Lay out the records below as a Markdown table with two columns, Row for the row number and Line for the line itself, and leave out blank lines. Include everything from the line containing "Where can you spot the distant" down to the end of the records, and nothing outside that span.

### Information provided
============

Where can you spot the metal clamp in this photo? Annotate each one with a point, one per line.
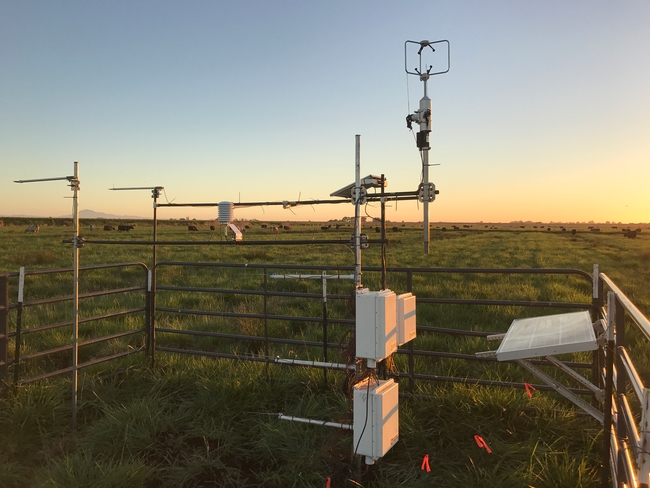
(363, 241)
(361, 199)
(432, 192)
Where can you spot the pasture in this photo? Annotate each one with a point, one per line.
(197, 421)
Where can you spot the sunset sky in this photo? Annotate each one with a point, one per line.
(544, 115)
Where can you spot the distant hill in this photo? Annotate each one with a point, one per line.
(91, 214)
(84, 214)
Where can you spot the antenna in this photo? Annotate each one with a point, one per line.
(155, 194)
(77, 242)
(426, 191)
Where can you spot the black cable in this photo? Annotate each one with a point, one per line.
(365, 423)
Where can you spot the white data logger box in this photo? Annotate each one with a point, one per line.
(376, 325)
(376, 417)
(405, 318)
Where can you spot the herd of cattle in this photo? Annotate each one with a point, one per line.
(628, 233)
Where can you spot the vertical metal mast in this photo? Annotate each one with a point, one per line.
(422, 116)
(356, 199)
(155, 194)
(77, 242)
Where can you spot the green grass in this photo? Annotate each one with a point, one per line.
(204, 422)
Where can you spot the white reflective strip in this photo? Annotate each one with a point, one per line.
(21, 284)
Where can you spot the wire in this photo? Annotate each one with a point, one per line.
(365, 423)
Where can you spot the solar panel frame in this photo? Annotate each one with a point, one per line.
(547, 336)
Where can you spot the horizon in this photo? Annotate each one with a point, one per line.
(543, 115)
(126, 217)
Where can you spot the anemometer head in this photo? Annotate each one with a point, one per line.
(428, 56)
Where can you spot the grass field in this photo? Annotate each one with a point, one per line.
(200, 422)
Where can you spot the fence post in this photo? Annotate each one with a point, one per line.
(409, 289)
(4, 326)
(323, 273)
(597, 357)
(266, 323)
(621, 381)
(147, 312)
(609, 386)
(19, 324)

============

### Answer to the exercise
| Row | Line |
|---|---|
| 1 | Where can you spot the distant hill in this photo? Annotate each one with a point, one per line. |
| 2 | (91, 214) |
| 3 | (84, 214) |
| 4 | Where can you spot the antenna in this photo? Annotate each one with a point, one per line. |
| 5 | (155, 194) |
| 6 | (77, 242) |
| 7 | (426, 191) |
| 8 | Where can you spot the black cable in this photo? Annotate each one with a point, one per line. |
| 9 | (365, 423) |
| 10 | Where can you spot the white data logger box in this photo? Annotate each one with a point, one per line. |
| 11 | (376, 325) |
| 12 | (376, 417) |
| 13 | (405, 318) |
| 14 | Where can you spot the herd of cattle in this photo? Annotate each one with a point, one per line. |
| 15 | (628, 233) |
| 16 | Where can you spot the vertical metal mast in this photo? Annotate each one with a point, one per line. |
| 17 | (422, 116) |
| 18 | (356, 199) |
| 19 | (155, 194) |
| 20 | (77, 242) |
| 21 | Where can you spot the green grass in this photo? Annotate each one with a point, one per line. |
| 22 | (204, 422) |
| 23 | Where can you spot the white reflective strip in this photo? Annotate each one with a point, one per line. |
| 24 | (21, 284) |
| 25 | Where can you spot the wire in this photo? Annotate each one with a point, one per line. |
| 26 | (365, 423) |
| 27 | Where can you spot the solar panel frame in this photo? Annotate each one with a point, one per line. |
| 28 | (547, 336) |
| 29 | Where can you spot the horizon in this photo? Annotate each one with a point, one per line. |
| 30 | (543, 115) |
| 31 | (126, 217) |
| 32 | Where can you spot the anemometer head in this photo? Annotate each one with a point, one per line. |
| 33 | (428, 56) |
| 34 | Where can you spot the grass field in this photo? Annotate each one with a point, one per line. |
| 35 | (200, 422) |
| 36 | Where can you spot the fence post in this photo? Annotate each one with a point, one per line. |
| 37 | (409, 289) |
| 38 | (4, 326) |
| 39 | (323, 273) |
| 40 | (597, 357) |
| 41 | (266, 323) |
| 42 | (621, 381) |
| 43 | (147, 312) |
| 44 | (609, 386) |
| 45 | (19, 324) |